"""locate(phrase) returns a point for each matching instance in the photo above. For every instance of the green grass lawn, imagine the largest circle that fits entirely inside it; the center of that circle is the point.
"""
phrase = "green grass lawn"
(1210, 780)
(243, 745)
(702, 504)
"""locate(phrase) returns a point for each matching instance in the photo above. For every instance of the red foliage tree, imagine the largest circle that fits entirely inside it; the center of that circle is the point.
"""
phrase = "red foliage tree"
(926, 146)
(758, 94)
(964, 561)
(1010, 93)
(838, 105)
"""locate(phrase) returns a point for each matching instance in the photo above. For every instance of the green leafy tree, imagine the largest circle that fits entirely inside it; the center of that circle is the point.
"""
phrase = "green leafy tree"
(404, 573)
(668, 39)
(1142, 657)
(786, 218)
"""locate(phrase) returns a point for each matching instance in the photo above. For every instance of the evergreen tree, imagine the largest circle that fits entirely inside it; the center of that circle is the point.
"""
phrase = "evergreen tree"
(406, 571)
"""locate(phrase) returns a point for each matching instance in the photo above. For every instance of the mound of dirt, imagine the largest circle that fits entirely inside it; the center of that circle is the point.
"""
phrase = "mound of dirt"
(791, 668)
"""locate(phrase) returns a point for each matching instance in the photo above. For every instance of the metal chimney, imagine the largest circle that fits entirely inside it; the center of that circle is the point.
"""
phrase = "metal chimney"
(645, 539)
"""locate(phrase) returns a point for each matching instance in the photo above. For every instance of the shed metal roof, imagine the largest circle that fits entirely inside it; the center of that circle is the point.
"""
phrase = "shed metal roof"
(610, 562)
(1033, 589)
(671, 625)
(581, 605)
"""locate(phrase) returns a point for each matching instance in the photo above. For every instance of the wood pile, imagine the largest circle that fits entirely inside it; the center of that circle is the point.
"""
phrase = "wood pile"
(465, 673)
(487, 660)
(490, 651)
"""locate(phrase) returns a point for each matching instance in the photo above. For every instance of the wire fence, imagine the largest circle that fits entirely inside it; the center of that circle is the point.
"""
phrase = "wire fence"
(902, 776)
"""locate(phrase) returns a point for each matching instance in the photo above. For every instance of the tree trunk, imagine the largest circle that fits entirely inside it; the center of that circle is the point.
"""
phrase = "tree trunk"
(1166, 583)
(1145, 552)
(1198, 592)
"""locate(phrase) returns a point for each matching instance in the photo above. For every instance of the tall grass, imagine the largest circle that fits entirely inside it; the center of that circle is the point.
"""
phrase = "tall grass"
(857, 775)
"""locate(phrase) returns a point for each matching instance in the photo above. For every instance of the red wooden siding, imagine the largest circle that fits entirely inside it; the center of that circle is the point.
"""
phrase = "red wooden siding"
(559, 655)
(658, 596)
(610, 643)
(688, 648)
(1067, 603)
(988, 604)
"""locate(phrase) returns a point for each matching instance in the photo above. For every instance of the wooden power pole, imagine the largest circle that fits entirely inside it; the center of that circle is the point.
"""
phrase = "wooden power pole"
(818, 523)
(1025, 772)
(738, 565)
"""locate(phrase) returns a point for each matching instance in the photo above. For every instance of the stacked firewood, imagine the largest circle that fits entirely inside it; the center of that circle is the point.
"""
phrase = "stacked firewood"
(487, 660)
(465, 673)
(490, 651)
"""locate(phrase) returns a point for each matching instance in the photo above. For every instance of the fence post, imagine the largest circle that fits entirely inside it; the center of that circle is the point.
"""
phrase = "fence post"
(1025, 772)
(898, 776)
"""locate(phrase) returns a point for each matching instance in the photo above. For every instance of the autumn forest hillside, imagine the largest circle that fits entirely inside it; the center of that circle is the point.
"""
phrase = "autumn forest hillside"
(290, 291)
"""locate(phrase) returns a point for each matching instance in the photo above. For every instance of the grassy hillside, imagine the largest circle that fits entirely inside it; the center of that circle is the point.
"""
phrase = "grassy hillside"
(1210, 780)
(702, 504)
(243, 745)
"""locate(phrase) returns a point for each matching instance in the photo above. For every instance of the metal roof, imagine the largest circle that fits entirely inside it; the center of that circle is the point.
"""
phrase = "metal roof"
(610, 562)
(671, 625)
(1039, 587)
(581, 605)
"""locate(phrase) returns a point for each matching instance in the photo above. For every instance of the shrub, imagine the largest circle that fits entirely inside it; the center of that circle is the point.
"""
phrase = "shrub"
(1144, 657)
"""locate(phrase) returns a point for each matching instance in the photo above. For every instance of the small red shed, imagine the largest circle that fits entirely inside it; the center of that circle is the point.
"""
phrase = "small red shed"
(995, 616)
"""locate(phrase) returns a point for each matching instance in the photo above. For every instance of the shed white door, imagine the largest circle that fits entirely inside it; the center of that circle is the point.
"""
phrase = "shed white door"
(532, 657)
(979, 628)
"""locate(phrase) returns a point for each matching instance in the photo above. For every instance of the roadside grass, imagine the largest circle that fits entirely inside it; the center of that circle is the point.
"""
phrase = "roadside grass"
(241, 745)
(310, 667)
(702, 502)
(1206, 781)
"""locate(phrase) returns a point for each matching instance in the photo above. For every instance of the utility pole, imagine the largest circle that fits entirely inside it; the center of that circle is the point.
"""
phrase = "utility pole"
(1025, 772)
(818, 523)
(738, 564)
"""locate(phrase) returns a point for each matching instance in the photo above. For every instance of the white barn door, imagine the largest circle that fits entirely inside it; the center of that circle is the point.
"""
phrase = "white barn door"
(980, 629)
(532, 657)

###

PROBLEM DETAILS - Your task is to retype all of the lines above exactly.

SOLUTION TO THIS PROBLEM -
"""locate(phrase) returns a point for each matching instance in the photo above. For every instance of the green grass lawn, imagine the largest circle that fits entirely inside it; the center of that circle is the point.
"""
phrase = "green grass lawn"
(1210, 780)
(243, 745)
(702, 504)
"""locate(phrase) returns a point for each matching instance in the photo above. For every instance of the red foliage tree, imagine the largest circle that fits entirely inside it; the center of that circle is the point.
"""
phrase = "red foliage tree"
(926, 146)
(758, 94)
(964, 561)
(1010, 93)
(838, 105)
"""locate(phrase) returns a point for each matching instance in the photo above. For every instance of the green leafy tree, imagine the largest circle that fits entirely inside it; the center of that circle is the point.
"""
phrase = "green leafy tree"
(404, 573)
(668, 39)
(1142, 657)
(786, 218)
"""locate(phrase) returns a point for each matching instance in the photo above. For every instance of the evergreen tree, imagine the largest circle that fits entirely inside it; the center of that circle is the point.
"""
phrase = "evergreen tree"
(406, 571)
"""locate(phrase) returns a point for each matching instance in the photo above. For every instance of the mound of dirt, imagine the largest circle that fits entirely inside it; the center of that circle is the point.
"""
phrase = "mound of dirt"
(791, 668)
"""locate(phrase) returns a point for each matching instance in the photo above. For every instance of the metal chimney, imagine the largest circle that fits entirely inside it; the center of that circle is the point.
"""
phrase = "metal chimney"
(645, 539)
"""locate(phrase) returns a point for each matching instance in the photo above. For every instance of the shed metal roof, imagine the largest circle that fits entirely inside it; the center of that circle is the point.
"""
phrase = "shed metal roof"
(610, 562)
(1033, 589)
(671, 625)
(581, 605)
"""locate(phrase) returns a point for each matching instance in the photo above. For every instance of the wood pile, imagine the largest circle that fits entirely inside it; the center of that circle is the point.
"""
phrase = "wood pile"
(465, 673)
(487, 660)
(490, 651)
"""locate(phrase) returns a point for each matching instance in the photo above. For every instance of the wire fence, imagine the largest circle that fits entirely inside it; the center of that circle is the point.
"""
phrase = "wire fence"
(902, 776)
"""locate(phrase) returns a point for each matching instance in the photo above. For every instance of the tree trunk, imagine the largest circle that fits entirely inside it; the center of that circle is the point.
"""
phrase = "tree trunk"
(1166, 583)
(1145, 552)
(1198, 592)
"""locate(phrase) returns a point for each matching instance in the photo above. For every instance of the tall grass, imagine the largest circle that fits entirely inside it; the center of that circle is the point.
"""
phrase = "tall grass"
(857, 775)
"""locate(phrase) returns a point for each matching instance in the photo above. For every instance of the red wooden siding, imagine the largest circle that fits entirely inside it; the center of that circle is the point.
"""
phrase = "red wooden siding"
(559, 655)
(658, 596)
(610, 643)
(688, 648)
(1067, 603)
(988, 604)
"""locate(phrase) returns a point for each matching instance in the photo above. For every instance of the wooden power pole, imagine the largest circle that fits entirely inside it; the center of that circle is the point.
"""
phrase = "wooden power pole"
(818, 523)
(1025, 772)
(738, 565)
"""locate(phrase) returns a point for each matching instance in the photo above. For every instance of the stacked firewood, imagine the largest circle that fits entirely inside it; the center of that circle is the point.
"""
phrase = "stacked firewood"
(487, 660)
(465, 673)
(490, 651)
"""locate(phrase) returns a point for each matching instance in the photo above. For every instance of the fence post, imagine the largest circle that fits entirely inside it; the center of that circle is the point.
"""
phrase = "fence post"
(1025, 772)
(898, 776)
"""locate(phrase) returns a point for each matching instance in the photo above. For every instance of the autumn forest hillside, imagine the largest circle that fits entirely inside it; the center of that circle is the point.
"""
phrase = "autumn forest hillside"
(290, 291)
"""locate(phrase) returns a point for each matching instance in the photo above. For every instance of the grassy hillside, imagine the largest circle that fits entirely inside it; the center of that circle is the point.
"""
phrase = "grassy hillside"
(1210, 780)
(702, 504)
(243, 745)
"""locate(phrase) returns a point for each matching instance in the photo above. For every instance of the metal roof, imagine the largest circle that fits entirely inside it; the center of that circle is the point.
"""
phrase = "metal roof"
(610, 562)
(671, 625)
(1039, 587)
(581, 605)
"""locate(phrase) returns a point for each matching instance in the photo above. For every instance of the shrub, imagine the largest circle that fits entirely inside it; the center of that circle is the point.
"""
phrase = "shrub"
(1144, 657)
"""locate(phrase) returns a point for each matching instance in the photo above. For every instance of the small red shed, imagine the largest circle that fits entirely inside it; the center of that circle is the point.
"""
phrase = "small red shed"
(995, 616)
"""locate(phrase) returns a point for each matching instance in the photo above. For every instance of the shed white door, imagine the largest circle that fits entirely inside it; the center of that circle is the point.
"""
phrase = "shed white door"
(532, 657)
(979, 628)
"""locate(phrase) returns a point for each matching instance in the photo above. For every instance of the roadside grass, imagine the largest circle that fits entirely inside it; the center of that circle is the point.
"""
phrase = "roadside grass"
(241, 745)
(310, 667)
(702, 502)
(1206, 781)
"""locate(phrase) returns a point for each matching instance in the photo above. For every instance of the utility pole, imagine the largest circle that fits entirely inside it; the center of that circle is the point.
"""
phrase = "utility pole"
(1025, 772)
(818, 523)
(738, 564)
"""locate(phrase) returns a point for each matching instance in the photo above. For every instance of the white barn door, imagine the largest circle that fits entirely inside it; the center of that circle is the point.
"""
phrase = "white barn door"
(980, 629)
(532, 657)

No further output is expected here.